__Problem to solve__. Look for "like [931, 376]." in the listing below, then copy exactly the line it appears in and all lines after it to the end, and nothing more.

__Materials provided__.
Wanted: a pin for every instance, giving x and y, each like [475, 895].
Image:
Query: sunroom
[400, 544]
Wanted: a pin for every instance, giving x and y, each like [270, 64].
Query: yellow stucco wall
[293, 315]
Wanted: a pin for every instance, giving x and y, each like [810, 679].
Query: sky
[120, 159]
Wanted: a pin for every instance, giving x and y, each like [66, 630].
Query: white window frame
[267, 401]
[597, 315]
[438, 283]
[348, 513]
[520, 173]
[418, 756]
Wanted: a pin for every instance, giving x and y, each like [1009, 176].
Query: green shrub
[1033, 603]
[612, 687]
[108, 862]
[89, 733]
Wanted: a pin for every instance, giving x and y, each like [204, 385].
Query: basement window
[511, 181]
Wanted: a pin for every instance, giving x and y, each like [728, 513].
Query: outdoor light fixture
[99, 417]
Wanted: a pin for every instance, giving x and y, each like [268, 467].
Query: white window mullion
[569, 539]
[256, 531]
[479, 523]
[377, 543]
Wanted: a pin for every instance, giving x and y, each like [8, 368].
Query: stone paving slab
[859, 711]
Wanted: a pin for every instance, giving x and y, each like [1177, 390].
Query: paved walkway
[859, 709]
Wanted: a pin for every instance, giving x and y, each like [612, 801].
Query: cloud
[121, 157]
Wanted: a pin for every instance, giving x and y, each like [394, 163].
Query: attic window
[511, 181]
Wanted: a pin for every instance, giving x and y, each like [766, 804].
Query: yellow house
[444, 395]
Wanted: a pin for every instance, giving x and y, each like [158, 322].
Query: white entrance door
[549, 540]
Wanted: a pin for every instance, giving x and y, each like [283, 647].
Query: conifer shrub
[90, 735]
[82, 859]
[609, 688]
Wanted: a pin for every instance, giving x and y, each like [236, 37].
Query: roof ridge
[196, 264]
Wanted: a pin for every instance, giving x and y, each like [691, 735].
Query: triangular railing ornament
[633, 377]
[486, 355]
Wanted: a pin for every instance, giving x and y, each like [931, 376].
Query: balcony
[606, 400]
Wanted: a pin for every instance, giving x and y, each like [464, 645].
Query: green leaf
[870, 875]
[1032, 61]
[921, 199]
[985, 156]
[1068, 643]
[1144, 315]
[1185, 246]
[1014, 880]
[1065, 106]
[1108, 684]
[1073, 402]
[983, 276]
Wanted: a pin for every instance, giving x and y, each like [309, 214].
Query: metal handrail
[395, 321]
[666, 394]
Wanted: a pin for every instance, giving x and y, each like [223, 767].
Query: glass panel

__Solution for this task__.
Wanted: a pin for every instance, giving x and y, each like [931, 376].
Query: balcony
[606, 400]
Wanted: a pin for every instance, giving x and y, each like [464, 645].
Query: green leaf
[870, 875]
[1032, 61]
[921, 199]
[985, 156]
[1068, 643]
[1144, 315]
[1185, 246]
[1014, 880]
[1065, 106]
[1108, 684]
[1073, 402]
[983, 276]
Wanted: a pin for every instance, giving x and y, each like [309, 214].
Query: metal handrail
[395, 321]
[666, 394]
Wanted: a pin for every instance, giving x and y, each like [223, 767].
Query: glass panel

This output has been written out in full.